◆ DATA FOR ANALYSIS
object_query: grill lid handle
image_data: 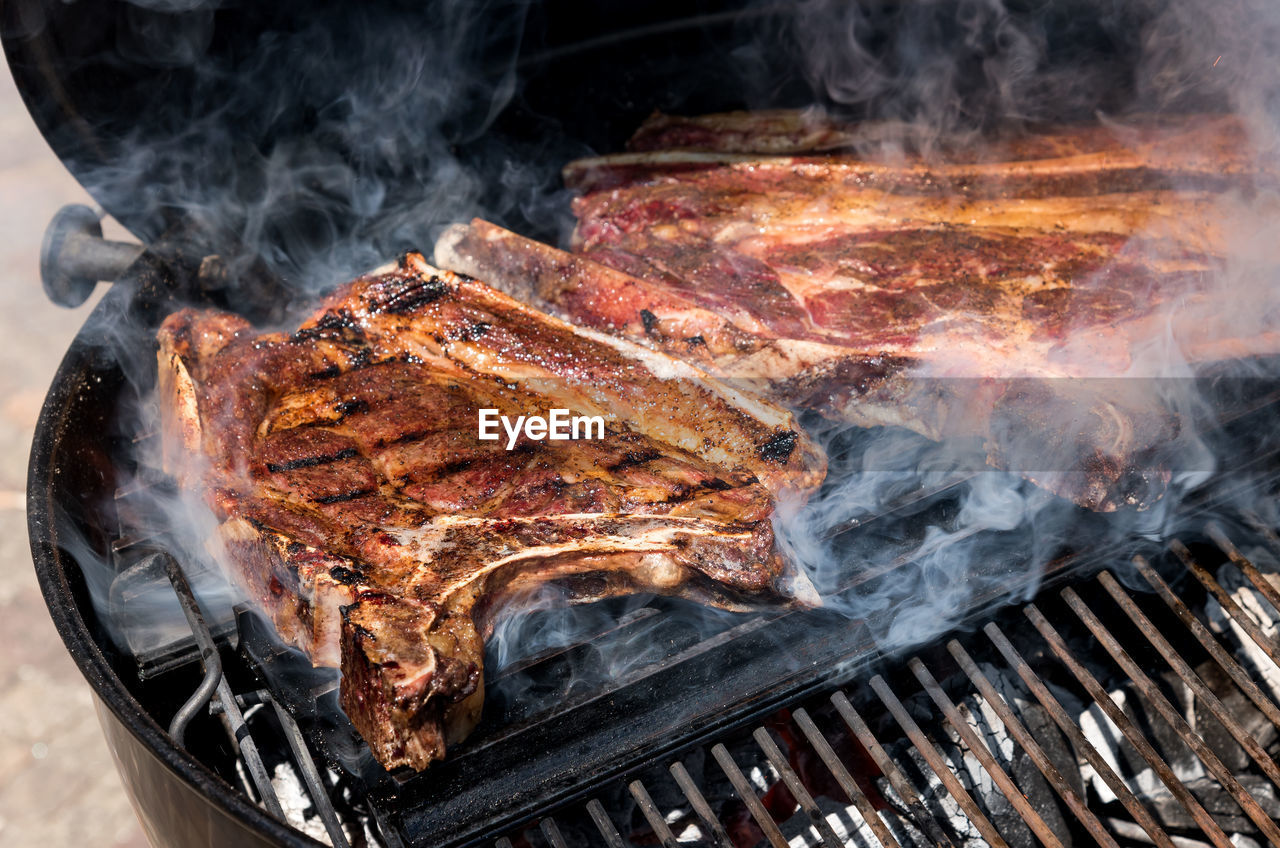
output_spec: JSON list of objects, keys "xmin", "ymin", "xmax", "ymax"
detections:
[{"xmin": 40, "ymin": 204, "xmax": 143, "ymax": 308}]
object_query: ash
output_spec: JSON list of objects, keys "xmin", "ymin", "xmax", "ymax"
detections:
[
  {"xmin": 233, "ymin": 701, "xmax": 385, "ymax": 848},
  {"xmin": 530, "ymin": 529, "xmax": 1280, "ymax": 848}
]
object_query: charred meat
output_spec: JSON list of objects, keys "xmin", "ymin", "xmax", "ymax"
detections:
[
  {"xmin": 437, "ymin": 111, "xmax": 1280, "ymax": 510},
  {"xmin": 158, "ymin": 253, "xmax": 824, "ymax": 770}
]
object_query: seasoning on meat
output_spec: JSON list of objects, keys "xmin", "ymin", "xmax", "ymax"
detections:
[
  {"xmin": 437, "ymin": 111, "xmax": 1280, "ymax": 511},
  {"xmin": 158, "ymin": 253, "xmax": 824, "ymax": 771}
]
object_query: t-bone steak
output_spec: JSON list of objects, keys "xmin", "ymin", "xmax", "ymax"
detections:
[
  {"xmin": 436, "ymin": 111, "xmax": 1280, "ymax": 511},
  {"xmin": 157, "ymin": 252, "xmax": 824, "ymax": 771}
]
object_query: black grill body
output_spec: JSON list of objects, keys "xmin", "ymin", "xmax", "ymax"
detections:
[{"xmin": 10, "ymin": 1, "xmax": 1279, "ymax": 846}]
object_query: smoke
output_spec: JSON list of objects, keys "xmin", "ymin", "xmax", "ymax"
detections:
[
  {"xmin": 742, "ymin": 0, "xmax": 1280, "ymax": 653},
  {"xmin": 776, "ymin": 0, "xmax": 1280, "ymax": 135},
  {"xmin": 483, "ymin": 586, "xmax": 749, "ymax": 725},
  {"xmin": 31, "ymin": 0, "xmax": 1280, "ymax": 800},
  {"xmin": 34, "ymin": 0, "xmax": 572, "ymax": 670},
  {"xmin": 55, "ymin": 0, "xmax": 582, "ymax": 294},
  {"xmin": 55, "ymin": 472, "xmax": 243, "ymax": 661}
]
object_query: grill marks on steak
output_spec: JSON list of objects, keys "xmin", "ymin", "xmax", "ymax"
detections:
[
  {"xmin": 255, "ymin": 359, "xmax": 745, "ymax": 519},
  {"xmin": 436, "ymin": 111, "xmax": 1278, "ymax": 511},
  {"xmin": 159, "ymin": 255, "xmax": 824, "ymax": 771}
]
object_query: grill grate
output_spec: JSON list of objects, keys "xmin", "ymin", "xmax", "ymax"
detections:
[
  {"xmin": 106, "ymin": 451, "xmax": 1280, "ymax": 846},
  {"xmin": 159, "ymin": 550, "xmax": 353, "ymax": 848},
  {"xmin": 516, "ymin": 523, "xmax": 1280, "ymax": 847},
  {"xmin": 101, "ymin": 391, "xmax": 1280, "ymax": 845}
]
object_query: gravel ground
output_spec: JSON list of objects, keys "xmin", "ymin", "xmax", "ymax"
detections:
[{"xmin": 0, "ymin": 61, "xmax": 150, "ymax": 847}]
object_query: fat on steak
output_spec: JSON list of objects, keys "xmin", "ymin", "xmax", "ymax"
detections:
[
  {"xmin": 436, "ymin": 111, "xmax": 1280, "ymax": 511},
  {"xmin": 158, "ymin": 253, "xmax": 824, "ymax": 771}
]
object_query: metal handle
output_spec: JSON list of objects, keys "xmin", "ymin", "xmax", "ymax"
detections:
[{"xmin": 40, "ymin": 204, "xmax": 144, "ymax": 307}]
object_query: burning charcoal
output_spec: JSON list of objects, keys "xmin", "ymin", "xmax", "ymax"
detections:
[
  {"xmin": 940, "ymin": 730, "xmax": 1046, "ymax": 848},
  {"xmin": 1103, "ymin": 817, "xmax": 1215, "ymax": 847},
  {"xmin": 1006, "ymin": 685, "xmax": 1086, "ymax": 803},
  {"xmin": 1206, "ymin": 559, "xmax": 1280, "ymax": 705},
  {"xmin": 628, "ymin": 761, "xmax": 700, "ymax": 843},
  {"xmin": 719, "ymin": 738, "xmax": 786, "ymax": 845},
  {"xmin": 1144, "ymin": 667, "xmax": 1237, "ymax": 772},
  {"xmin": 878, "ymin": 736, "xmax": 992, "ymax": 848},
  {"xmin": 269, "ymin": 759, "xmax": 335, "ymax": 844},
  {"xmin": 773, "ymin": 794, "xmax": 915, "ymax": 848},
  {"xmin": 228, "ymin": 701, "xmax": 380, "ymax": 847},
  {"xmin": 1077, "ymin": 682, "xmax": 1220, "ymax": 821},
  {"xmin": 874, "ymin": 673, "xmax": 1064, "ymax": 848},
  {"xmin": 1176, "ymin": 661, "xmax": 1278, "ymax": 771},
  {"xmin": 1076, "ymin": 670, "xmax": 1280, "ymax": 837},
  {"xmin": 957, "ymin": 665, "xmax": 1077, "ymax": 842},
  {"xmin": 1148, "ymin": 775, "xmax": 1280, "ymax": 836}
]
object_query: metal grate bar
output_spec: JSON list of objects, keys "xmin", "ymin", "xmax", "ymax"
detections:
[
  {"xmin": 669, "ymin": 761, "xmax": 735, "ymax": 848},
  {"xmin": 1133, "ymin": 555, "xmax": 1280, "ymax": 733},
  {"xmin": 753, "ymin": 727, "xmax": 844, "ymax": 847},
  {"xmin": 1243, "ymin": 509, "xmax": 1280, "ymax": 557},
  {"xmin": 1062, "ymin": 586, "xmax": 1280, "ymax": 844},
  {"xmin": 161, "ymin": 553, "xmax": 285, "ymax": 822},
  {"xmin": 830, "ymin": 692, "xmax": 957, "ymax": 848},
  {"xmin": 268, "ymin": 696, "xmax": 350, "ymax": 848},
  {"xmin": 539, "ymin": 817, "xmax": 570, "ymax": 848},
  {"xmin": 214, "ymin": 660, "xmax": 281, "ymax": 817},
  {"xmin": 945, "ymin": 639, "xmax": 1127, "ymax": 848},
  {"xmin": 1018, "ymin": 608, "xmax": 1233, "ymax": 848},
  {"xmin": 822, "ymin": 473, "xmax": 975, "ymax": 540},
  {"xmin": 585, "ymin": 799, "xmax": 627, "ymax": 848},
  {"xmin": 1096, "ymin": 570, "xmax": 1280, "ymax": 792},
  {"xmin": 907, "ymin": 658, "xmax": 1065, "ymax": 848},
  {"xmin": 628, "ymin": 779, "xmax": 681, "ymax": 848},
  {"xmin": 468, "ymin": 523, "xmax": 1280, "ymax": 848},
  {"xmin": 711, "ymin": 743, "xmax": 789, "ymax": 848},
  {"xmin": 791, "ymin": 707, "xmax": 900, "ymax": 848},
  {"xmin": 1173, "ymin": 540, "xmax": 1280, "ymax": 668},
  {"xmin": 167, "ymin": 629, "xmax": 223, "ymax": 746},
  {"xmin": 1207, "ymin": 521, "xmax": 1280, "ymax": 614},
  {"xmin": 868, "ymin": 675, "xmax": 1010, "ymax": 848}
]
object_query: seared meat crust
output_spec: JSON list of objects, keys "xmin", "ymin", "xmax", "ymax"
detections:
[
  {"xmin": 437, "ymin": 111, "xmax": 1280, "ymax": 511},
  {"xmin": 159, "ymin": 254, "xmax": 823, "ymax": 770}
]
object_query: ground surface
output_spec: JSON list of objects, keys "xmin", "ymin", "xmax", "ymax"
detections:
[{"xmin": 0, "ymin": 61, "xmax": 151, "ymax": 847}]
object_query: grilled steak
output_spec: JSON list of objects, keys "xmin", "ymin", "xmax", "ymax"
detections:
[
  {"xmin": 619, "ymin": 109, "xmax": 1267, "ymax": 166},
  {"xmin": 158, "ymin": 253, "xmax": 824, "ymax": 770},
  {"xmin": 437, "ymin": 111, "xmax": 1280, "ymax": 511}
]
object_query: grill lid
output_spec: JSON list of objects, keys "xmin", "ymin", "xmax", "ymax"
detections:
[
  {"xmin": 0, "ymin": 0, "xmax": 804, "ymax": 283},
  {"xmin": 2, "ymin": 0, "xmax": 1173, "ymax": 289}
]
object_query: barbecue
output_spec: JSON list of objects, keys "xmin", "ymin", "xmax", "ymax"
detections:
[
  {"xmin": 10, "ymin": 1, "xmax": 1280, "ymax": 847},
  {"xmin": 437, "ymin": 112, "xmax": 1280, "ymax": 512},
  {"xmin": 159, "ymin": 253, "xmax": 822, "ymax": 770}
]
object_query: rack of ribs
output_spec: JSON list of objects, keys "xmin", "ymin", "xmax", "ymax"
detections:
[
  {"xmin": 436, "ymin": 111, "xmax": 1280, "ymax": 511},
  {"xmin": 157, "ymin": 252, "xmax": 824, "ymax": 771}
]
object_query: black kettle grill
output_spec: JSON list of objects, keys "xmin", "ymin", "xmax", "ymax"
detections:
[{"xmin": 10, "ymin": 2, "xmax": 1280, "ymax": 846}]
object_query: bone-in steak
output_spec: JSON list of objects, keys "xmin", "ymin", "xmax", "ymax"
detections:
[
  {"xmin": 158, "ymin": 253, "xmax": 824, "ymax": 771},
  {"xmin": 436, "ymin": 112, "xmax": 1280, "ymax": 511}
]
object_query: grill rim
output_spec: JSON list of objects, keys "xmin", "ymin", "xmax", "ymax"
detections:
[
  {"xmin": 33, "ymin": 293, "xmax": 1280, "ymax": 848},
  {"xmin": 25, "ymin": 284, "xmax": 323, "ymax": 848}
]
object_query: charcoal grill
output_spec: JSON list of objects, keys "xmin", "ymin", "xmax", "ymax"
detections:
[
  {"xmin": 9, "ymin": 0, "xmax": 1280, "ymax": 846},
  {"xmin": 517, "ymin": 525, "xmax": 1280, "ymax": 848}
]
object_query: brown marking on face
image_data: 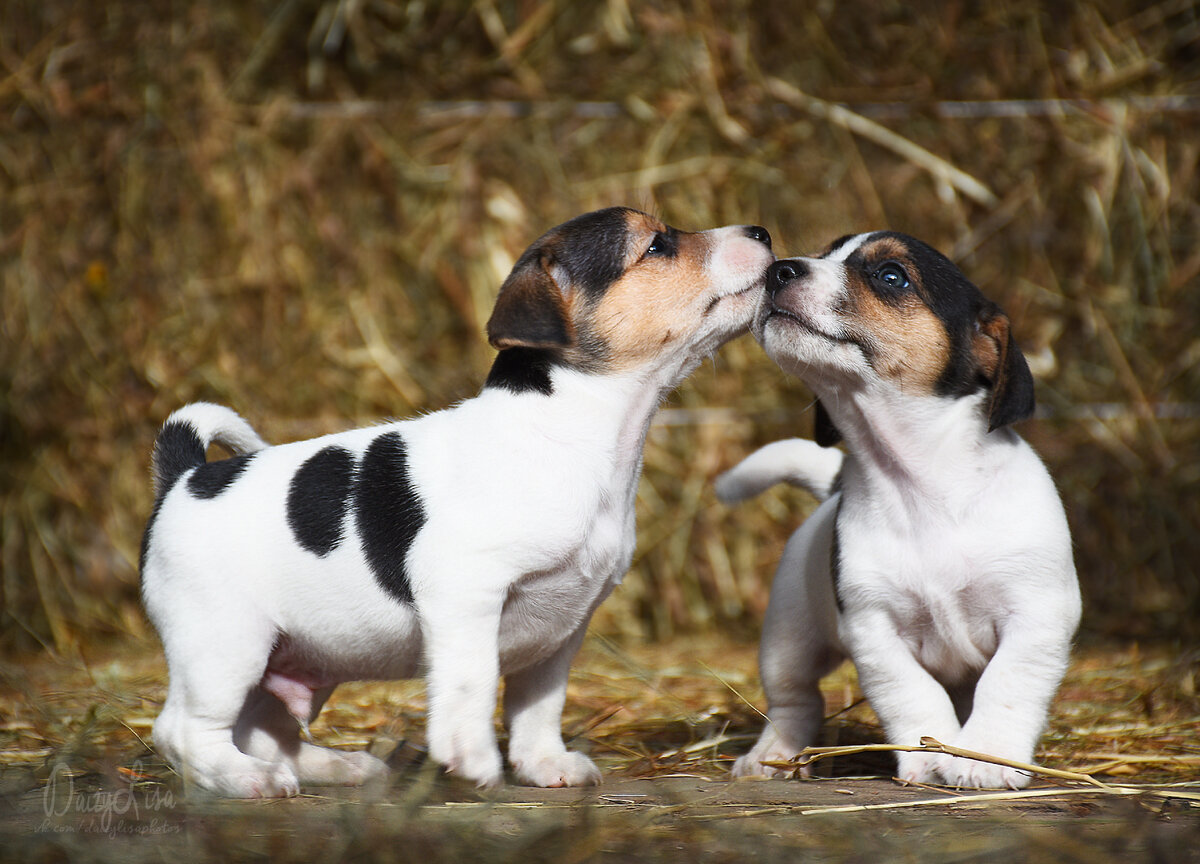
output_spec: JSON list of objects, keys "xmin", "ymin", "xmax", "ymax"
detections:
[
  {"xmin": 584, "ymin": 213, "xmax": 715, "ymax": 370},
  {"xmin": 840, "ymin": 237, "xmax": 950, "ymax": 393}
]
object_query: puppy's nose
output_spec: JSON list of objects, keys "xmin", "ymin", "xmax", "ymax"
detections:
[
  {"xmin": 767, "ymin": 259, "xmax": 809, "ymax": 296},
  {"xmin": 744, "ymin": 225, "xmax": 771, "ymax": 249}
]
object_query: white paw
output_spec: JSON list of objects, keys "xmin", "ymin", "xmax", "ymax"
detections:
[
  {"xmin": 432, "ymin": 741, "xmax": 504, "ymax": 789},
  {"xmin": 731, "ymin": 731, "xmax": 806, "ymax": 779},
  {"xmin": 513, "ymin": 751, "xmax": 601, "ymax": 788},
  {"xmin": 939, "ymin": 755, "xmax": 1032, "ymax": 790},
  {"xmin": 895, "ymin": 750, "xmax": 953, "ymax": 786},
  {"xmin": 333, "ymin": 750, "xmax": 390, "ymax": 785},
  {"xmin": 945, "ymin": 729, "xmax": 1036, "ymax": 789},
  {"xmin": 211, "ymin": 765, "xmax": 301, "ymax": 799}
]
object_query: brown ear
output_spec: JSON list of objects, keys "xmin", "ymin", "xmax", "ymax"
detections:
[
  {"xmin": 486, "ymin": 252, "xmax": 573, "ymax": 351},
  {"xmin": 814, "ymin": 398, "xmax": 842, "ymax": 447},
  {"xmin": 975, "ymin": 308, "xmax": 1035, "ymax": 431}
]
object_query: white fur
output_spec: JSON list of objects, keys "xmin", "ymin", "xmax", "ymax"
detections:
[
  {"xmin": 727, "ymin": 234, "xmax": 1081, "ymax": 789},
  {"xmin": 142, "ymin": 222, "xmax": 773, "ymax": 797},
  {"xmin": 714, "ymin": 437, "xmax": 844, "ymax": 503}
]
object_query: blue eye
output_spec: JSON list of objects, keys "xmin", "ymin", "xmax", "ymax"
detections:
[{"xmin": 874, "ymin": 262, "xmax": 909, "ymax": 290}]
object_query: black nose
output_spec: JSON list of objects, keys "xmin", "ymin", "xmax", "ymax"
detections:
[
  {"xmin": 767, "ymin": 259, "xmax": 808, "ymax": 296},
  {"xmin": 744, "ymin": 225, "xmax": 771, "ymax": 249}
]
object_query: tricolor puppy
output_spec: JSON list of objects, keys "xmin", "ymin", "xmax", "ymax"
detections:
[
  {"xmin": 141, "ymin": 207, "xmax": 773, "ymax": 797},
  {"xmin": 720, "ymin": 232, "xmax": 1080, "ymax": 789}
]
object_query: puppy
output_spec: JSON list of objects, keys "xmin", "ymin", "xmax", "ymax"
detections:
[
  {"xmin": 720, "ymin": 232, "xmax": 1080, "ymax": 789},
  {"xmin": 141, "ymin": 207, "xmax": 774, "ymax": 797}
]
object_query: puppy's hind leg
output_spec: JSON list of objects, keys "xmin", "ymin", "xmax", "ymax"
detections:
[
  {"xmin": 733, "ymin": 501, "xmax": 843, "ymax": 779},
  {"xmin": 151, "ymin": 612, "xmax": 300, "ymax": 798},
  {"xmin": 235, "ymin": 685, "xmax": 388, "ymax": 787}
]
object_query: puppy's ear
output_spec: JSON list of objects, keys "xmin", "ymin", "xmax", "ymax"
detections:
[
  {"xmin": 486, "ymin": 251, "xmax": 573, "ymax": 351},
  {"xmin": 974, "ymin": 307, "xmax": 1035, "ymax": 431},
  {"xmin": 814, "ymin": 398, "xmax": 842, "ymax": 447}
]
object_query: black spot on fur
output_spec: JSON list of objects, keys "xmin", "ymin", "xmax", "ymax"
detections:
[
  {"xmin": 356, "ymin": 432, "xmax": 426, "ymax": 604},
  {"xmin": 188, "ymin": 454, "xmax": 254, "ymax": 499},
  {"xmin": 288, "ymin": 446, "xmax": 356, "ymax": 557},
  {"xmin": 485, "ymin": 347, "xmax": 555, "ymax": 396},
  {"xmin": 152, "ymin": 421, "xmax": 205, "ymax": 497},
  {"xmin": 141, "ymin": 420, "xmax": 207, "ymax": 576}
]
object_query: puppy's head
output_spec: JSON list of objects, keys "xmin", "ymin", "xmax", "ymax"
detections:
[
  {"xmin": 486, "ymin": 208, "xmax": 773, "ymax": 391},
  {"xmin": 755, "ymin": 232, "xmax": 1034, "ymax": 436}
]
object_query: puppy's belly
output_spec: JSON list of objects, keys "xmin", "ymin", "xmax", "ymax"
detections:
[
  {"xmin": 496, "ymin": 573, "xmax": 618, "ymax": 674},
  {"xmin": 267, "ymin": 611, "xmax": 425, "ymax": 686},
  {"xmin": 261, "ymin": 573, "xmax": 612, "ymax": 689}
]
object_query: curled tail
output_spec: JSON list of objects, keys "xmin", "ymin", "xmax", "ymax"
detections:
[
  {"xmin": 715, "ymin": 438, "xmax": 844, "ymax": 504},
  {"xmin": 151, "ymin": 402, "xmax": 268, "ymax": 499}
]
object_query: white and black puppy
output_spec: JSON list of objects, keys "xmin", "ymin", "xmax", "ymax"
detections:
[
  {"xmin": 720, "ymin": 232, "xmax": 1080, "ymax": 789},
  {"xmin": 141, "ymin": 207, "xmax": 774, "ymax": 797}
]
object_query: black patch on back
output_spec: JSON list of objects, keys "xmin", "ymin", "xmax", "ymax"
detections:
[
  {"xmin": 543, "ymin": 206, "xmax": 632, "ymax": 299},
  {"xmin": 188, "ymin": 454, "xmax": 254, "ymax": 499},
  {"xmin": 485, "ymin": 347, "xmax": 555, "ymax": 396},
  {"xmin": 141, "ymin": 420, "xmax": 207, "ymax": 577},
  {"xmin": 288, "ymin": 446, "xmax": 356, "ymax": 557},
  {"xmin": 355, "ymin": 432, "xmax": 426, "ymax": 604}
]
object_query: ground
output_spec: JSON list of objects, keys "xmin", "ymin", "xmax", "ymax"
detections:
[{"xmin": 1, "ymin": 633, "xmax": 1197, "ymax": 862}]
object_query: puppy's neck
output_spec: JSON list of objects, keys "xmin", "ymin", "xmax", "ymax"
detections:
[
  {"xmin": 817, "ymin": 382, "xmax": 1008, "ymax": 513},
  {"xmin": 481, "ymin": 358, "xmax": 682, "ymax": 501}
]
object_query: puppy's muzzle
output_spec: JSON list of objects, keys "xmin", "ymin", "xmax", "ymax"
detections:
[{"xmin": 766, "ymin": 259, "xmax": 810, "ymax": 297}]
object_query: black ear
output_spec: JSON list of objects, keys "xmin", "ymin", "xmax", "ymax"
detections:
[
  {"xmin": 486, "ymin": 251, "xmax": 573, "ymax": 351},
  {"xmin": 814, "ymin": 398, "xmax": 842, "ymax": 447},
  {"xmin": 975, "ymin": 308, "xmax": 1035, "ymax": 431}
]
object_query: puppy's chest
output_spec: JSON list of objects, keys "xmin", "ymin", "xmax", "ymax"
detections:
[
  {"xmin": 498, "ymin": 500, "xmax": 633, "ymax": 670},
  {"xmin": 838, "ymin": 513, "xmax": 1003, "ymax": 673}
]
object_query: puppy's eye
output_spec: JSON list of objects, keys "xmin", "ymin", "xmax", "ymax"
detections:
[
  {"xmin": 645, "ymin": 232, "xmax": 676, "ymax": 258},
  {"xmin": 873, "ymin": 263, "xmax": 910, "ymax": 291}
]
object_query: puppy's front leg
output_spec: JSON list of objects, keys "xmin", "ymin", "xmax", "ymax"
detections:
[
  {"xmin": 422, "ymin": 593, "xmax": 506, "ymax": 788},
  {"xmin": 843, "ymin": 613, "xmax": 962, "ymax": 784},
  {"xmin": 945, "ymin": 618, "xmax": 1073, "ymax": 790},
  {"xmin": 503, "ymin": 622, "xmax": 601, "ymax": 787}
]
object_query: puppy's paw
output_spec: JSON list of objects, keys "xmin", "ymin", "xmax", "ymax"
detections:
[
  {"xmin": 946, "ymin": 727, "xmax": 1036, "ymax": 789},
  {"xmin": 211, "ymin": 764, "xmax": 301, "ymax": 799},
  {"xmin": 435, "ymin": 742, "xmax": 504, "ymax": 789},
  {"xmin": 731, "ymin": 730, "xmax": 807, "ymax": 779},
  {"xmin": 894, "ymin": 750, "xmax": 953, "ymax": 786},
  {"xmin": 513, "ymin": 751, "xmax": 601, "ymax": 788},
  {"xmin": 333, "ymin": 750, "xmax": 390, "ymax": 785},
  {"xmin": 940, "ymin": 757, "xmax": 1032, "ymax": 790}
]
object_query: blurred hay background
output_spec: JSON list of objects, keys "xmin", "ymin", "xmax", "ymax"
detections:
[{"xmin": 1, "ymin": 0, "xmax": 1197, "ymax": 655}]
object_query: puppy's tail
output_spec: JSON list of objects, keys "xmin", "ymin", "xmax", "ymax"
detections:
[
  {"xmin": 150, "ymin": 402, "xmax": 268, "ymax": 499},
  {"xmin": 715, "ymin": 438, "xmax": 844, "ymax": 504}
]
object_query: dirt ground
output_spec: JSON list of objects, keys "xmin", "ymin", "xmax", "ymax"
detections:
[{"xmin": 1, "ymin": 634, "xmax": 1197, "ymax": 862}]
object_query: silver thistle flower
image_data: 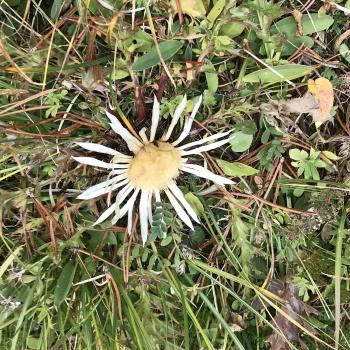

◆ WHAT YOU HAVE TO DO
Show, from the material above, each line that includes the string "meat".

◆ PROBLEM SOLUTION
object_query: charred meat
object_query: seasoning on meat
object_query: seared meat crust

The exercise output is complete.